Görev Tanımı
Seçilen metinde babanın, oğlunun tuttuğunu ya da sevdiğini söyleyip başına "yanlış" koyarak saydığı şeylerin hepsini yaz.

Seçilen Metin

Anne-baba sabah erkenden kalkmışlar ve düşünürler çocuklarının bugününü, yarınını. Anne dert yanar, kızım beni anlamıyor, ne desem ters tepiyor, kafasının dikine gidiyor, ne olacak bu kızın hali bilmiyorum. Aslında dersleri de iyi ve bildiği şeyi çok iyi savunuyor ama ah ah, nerede bizim zamanımızın kızları. Baba’da başlar söylenmeye, bizim oğlan eve geç geliyor nerelerde takılıyor bilmiyorum. Dersleri aslında çok iyi ama yanlış şeyleri düşünüyor, savunuyor. Yanlış takımı, yanlış partiyi, yanlış kuralı, yanlış kişileri… Tutuyor-seviyor.
İnsan ilişkileri, tıpkı birbirine bağlı kaplardaki su gibi, sürekli bir etkileşim halindedir. Bir ilişkideki bir kişinin deneyimi, duygusu veya düşüncesi, diğer kişinin de deneyimini, duygusunu ve düşüncesini etkiler. Bazen mutlu eden bazen de nereye varacağını bilemediğimizi bu etkileşim, tıpkı bir kaptaki su seviyesinin yükselmesi veya düşmesi diğer kapları da etkilemesi gibi, bir ilişkideki bir kişinin davranışı, diğerinin tepkisini ve dolayısıyla ilişkinin gidişatını belirler.

Veri Alıntısı
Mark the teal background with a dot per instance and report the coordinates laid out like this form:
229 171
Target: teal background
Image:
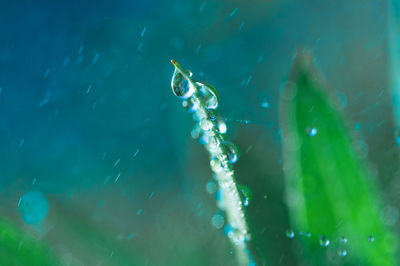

Tamamlanmış Yanıt
- takım
- parti
- kural
- kişiler